What needs to be done: All of the entries need to be written out again, exactly as they are.
##############################
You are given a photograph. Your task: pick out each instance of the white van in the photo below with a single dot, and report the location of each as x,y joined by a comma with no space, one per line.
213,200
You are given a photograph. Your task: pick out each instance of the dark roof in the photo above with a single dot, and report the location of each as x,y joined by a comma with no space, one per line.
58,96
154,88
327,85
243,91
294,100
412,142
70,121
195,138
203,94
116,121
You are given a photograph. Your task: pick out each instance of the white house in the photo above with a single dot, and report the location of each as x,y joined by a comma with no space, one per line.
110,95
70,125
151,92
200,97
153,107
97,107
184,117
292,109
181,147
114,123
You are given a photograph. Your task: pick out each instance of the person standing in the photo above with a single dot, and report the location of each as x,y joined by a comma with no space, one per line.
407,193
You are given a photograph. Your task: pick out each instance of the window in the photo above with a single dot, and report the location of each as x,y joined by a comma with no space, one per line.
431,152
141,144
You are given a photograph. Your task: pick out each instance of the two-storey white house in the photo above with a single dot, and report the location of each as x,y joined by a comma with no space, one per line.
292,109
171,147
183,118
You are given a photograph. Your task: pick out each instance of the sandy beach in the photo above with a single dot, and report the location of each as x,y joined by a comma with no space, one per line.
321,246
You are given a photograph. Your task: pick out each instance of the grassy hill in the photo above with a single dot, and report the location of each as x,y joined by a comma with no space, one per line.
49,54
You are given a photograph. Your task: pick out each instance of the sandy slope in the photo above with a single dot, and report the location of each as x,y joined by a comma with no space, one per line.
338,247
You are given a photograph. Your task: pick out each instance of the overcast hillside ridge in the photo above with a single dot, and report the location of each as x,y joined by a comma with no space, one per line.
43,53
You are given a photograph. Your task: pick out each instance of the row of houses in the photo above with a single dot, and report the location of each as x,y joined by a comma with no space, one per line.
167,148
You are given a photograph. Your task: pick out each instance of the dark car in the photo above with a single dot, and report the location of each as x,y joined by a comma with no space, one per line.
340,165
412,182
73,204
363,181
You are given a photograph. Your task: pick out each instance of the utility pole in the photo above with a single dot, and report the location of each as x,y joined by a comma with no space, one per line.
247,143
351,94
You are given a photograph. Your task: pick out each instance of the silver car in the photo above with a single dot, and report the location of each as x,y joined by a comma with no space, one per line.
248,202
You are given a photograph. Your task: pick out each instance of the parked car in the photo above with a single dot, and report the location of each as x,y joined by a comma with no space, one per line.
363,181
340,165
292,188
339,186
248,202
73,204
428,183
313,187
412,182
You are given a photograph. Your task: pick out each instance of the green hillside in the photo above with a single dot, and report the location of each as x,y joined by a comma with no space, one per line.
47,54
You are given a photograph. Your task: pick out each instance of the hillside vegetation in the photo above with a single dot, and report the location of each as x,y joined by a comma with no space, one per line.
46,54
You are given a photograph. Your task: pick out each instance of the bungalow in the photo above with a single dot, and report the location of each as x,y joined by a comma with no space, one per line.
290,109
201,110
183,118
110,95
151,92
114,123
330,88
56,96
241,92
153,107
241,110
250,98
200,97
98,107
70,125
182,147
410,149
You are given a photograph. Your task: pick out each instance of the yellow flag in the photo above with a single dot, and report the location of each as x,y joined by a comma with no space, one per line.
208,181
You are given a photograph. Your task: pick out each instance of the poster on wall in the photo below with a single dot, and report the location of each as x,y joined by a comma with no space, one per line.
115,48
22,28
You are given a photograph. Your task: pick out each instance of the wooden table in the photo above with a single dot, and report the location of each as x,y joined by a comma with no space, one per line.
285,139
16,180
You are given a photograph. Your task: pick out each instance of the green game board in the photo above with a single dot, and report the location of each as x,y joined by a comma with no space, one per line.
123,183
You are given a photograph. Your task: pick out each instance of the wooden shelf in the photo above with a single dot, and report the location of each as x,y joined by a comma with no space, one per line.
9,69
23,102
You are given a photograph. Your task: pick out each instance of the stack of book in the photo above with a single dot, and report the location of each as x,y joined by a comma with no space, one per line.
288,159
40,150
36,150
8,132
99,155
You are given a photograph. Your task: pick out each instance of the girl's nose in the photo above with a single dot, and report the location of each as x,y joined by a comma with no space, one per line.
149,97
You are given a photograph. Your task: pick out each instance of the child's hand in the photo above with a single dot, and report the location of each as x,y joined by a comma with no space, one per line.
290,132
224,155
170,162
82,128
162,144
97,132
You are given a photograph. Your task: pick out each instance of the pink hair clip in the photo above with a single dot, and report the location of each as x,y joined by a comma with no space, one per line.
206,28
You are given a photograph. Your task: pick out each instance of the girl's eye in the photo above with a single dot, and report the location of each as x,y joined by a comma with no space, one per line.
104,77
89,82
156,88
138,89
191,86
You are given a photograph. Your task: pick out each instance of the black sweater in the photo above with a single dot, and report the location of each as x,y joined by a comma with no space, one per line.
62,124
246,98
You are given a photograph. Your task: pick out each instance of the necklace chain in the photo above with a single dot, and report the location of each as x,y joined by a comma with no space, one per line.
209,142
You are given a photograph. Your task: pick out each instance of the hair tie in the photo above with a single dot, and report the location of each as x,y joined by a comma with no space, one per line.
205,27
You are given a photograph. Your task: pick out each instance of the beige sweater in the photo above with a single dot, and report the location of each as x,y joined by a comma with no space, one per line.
##############################
Response for this exercise:
You are given a photograph. Your task: pick out each instance of the white van in the photo below with a single dot, and report the location of each as x,y joined by a comma with no space, one per line.
213,200
You are given a photograph. Your task: pick out each instance of the dark roof in the photo above with a single dot, and report the location of each as x,y joined by a comma with no space, one per line.
58,96
154,88
327,85
243,91
294,100
412,142
70,121
195,138
203,94
116,121
You are given a photograph. Your task: pick out each instance of the white house in the photo above with a single dot, and report the location of each as x,y joined by a comma with no space, one per line.
110,95
70,125
151,92
200,97
153,107
97,107
184,117
292,109
181,147
114,123
You are given a photograph. Your task: pick out each instance of the person standing in the photo above with a single dot, and report the location of each as x,y joined by a comma with no space, one per line.
407,193
You are given a photograph. Your task: pick out each instance of the window in the photo above with a single dot, and report the location of each as x,y joined by a comma with no space, one per line.
431,152
141,144
You are given a photograph. Your task: pick out each instance of the two-storey white house in the photo above with a single dot, and report the location of each as x,y joined by a comma with no space, one per line.
292,109
171,147
183,118
You are given a photograph. Your task: pick out each instance of the sandy beach in the photo above with a single dot, and report the location of each as x,y joined by a comma with no space, one per line.
321,246
You are given a photograph. Your task: pick out each instance of the grassy hill in the photo above with a single dot, and report the location of each as x,y joined by a comma with no space, one per line.
49,54
You are given a photograph. Your task: pick out each instance of the sandy slope in the photo above with a single dot, and report the location of each as x,y joined by a comma with no space, one per line.
338,247
You are given a photograph. Your task: pick out each instance of the overcast hillside ridge in the photo above with a single dot, and report the location of each as x,y joined by a comma with no space, one per line.
43,53
You are given a photograph. Your task: pick out each instance of the row of houses in the photo above with a single dot, and report the location of each as x,y joined by a comma with no space, one per line.
167,148
You are given a photograph. Your task: pick out each instance of the dark car in the photo above with a single dot, and report the location of each as x,y joined by a comma with no space, one per line.
340,165
412,182
73,204
363,181
You are given a photograph. Your task: pick out each instance of the utility pole in the photo above with a single dot, and report the location of each as x,y joined by a comma with no space, one per line.
247,143
351,94
You are given a photograph. Your task: pick out each instance of the silver car in the photo above with a single dot, and report the location of each as x,y joined by a comma with no space, one per line.
248,202
You are given a photograph. Your task: pick out each instance of the parked car in the photo above with a single dot, and report the location of each as x,y joined by a comma with no space, one per line.
363,181
340,165
292,188
339,186
248,202
73,204
428,183
313,187
412,182
You are given a photograph. Your task: pick out each instance of the green hillside in the photo above with a single dot, and report the location of each as x,y joined by a comma with no space, one per line.
47,54
You are given a photograph. Your task: pick out each instance of the hillside vegetation in the photo above with a single dot, and report the location of each as x,y joined by a comma with no space, one per line.
46,54
You are given a photograph. Your task: pick out each instance of the bungalow in the photo above with a single dot, and report the location of each as x,y joined by a comma with no space, one per line.
290,109
201,110
183,118
110,95
151,92
114,123
330,88
56,96
241,92
153,107
241,110
250,98
200,97
98,107
70,125
182,147
410,149
You are given a photograph. Your task: pick out each instance of the yellow flag in the photo above with a single dot, and report the location of each as x,y joined by a comma with no space, one per line.
208,181
You are given a photograph. Your task: pick out each instance of the poster on wall in the photo below with a single dot, and report the location of each as x,y joined by a comma with no space, one per line.
115,48
22,28
You are given a photograph. Your task: pick out each instance of the wooden table in the photo above with a single dot, and report the location of each as x,y joined by a comma with no space, one per line.
285,139
16,180
You are given a photograph. Your task: pick out each instance of the green game board in the photo above with a single dot, and report the location of each as x,y joined by a comma with no space, one per line.
123,183
You are given a photograph. Your task: pick out each instance of the wooden shelf in the photo above with a single dot, and report the location of each as x,y joined by a comma with no space, one per line.
9,69
23,102
You are given a photograph. Your task: pick out each instance of the stack of book in the photo above with a single dot, and report the location of each as x,y joined by a comma with no space, one per line.
288,159
40,150
36,150
8,132
99,155
You are given a photograph. Your task: pick out each instance of the girl's nose in the photo above with a single dot, and report the location of each as x,y joined by a comma with no space, one per line.
149,97
You are given a photograph. Your task: pick out each instance of the child's hand in the photo above with a single dot, and report the location of each as x,y joined by a comma with no space, one per line.
290,132
224,155
170,162
82,128
162,144
97,132
You are given a photograph. Your task: pick out each instance of the pink hair clip in the photo above with a single dot, and report the location of each as x,y joined by a comma with no space, one per line.
206,28
You are given a photograph. Your task: pick out each instance of the girl's eye in the photo above with a single dot, and report the location of each as x,y joined by a comma with no space, one per line.
104,77
89,82
156,88
138,89
191,86
You are given a photograph. Your task: pick out each instance of the black sweater in the photo above with a single dot, and report the location of each as x,y joined by a comma with no space, one per line.
62,124
246,98
You are given a photograph. Your task: pick out each instance of the necklace chain in the photo above with a single dot, and report the location of each as x,y joined by a comma with no space, one per line.
209,142
You are given a photograph. Your task: pick out each instance of the hair tie in the photo above with a single dot, and report the location of each as x,y joined by a comma with no space, one per line.
205,27
You are given a photograph. Your task: pick out each instance of the beige sweater in the photo above with a single dot, and report the location of each as x,y joined by a comma with no space, one per line.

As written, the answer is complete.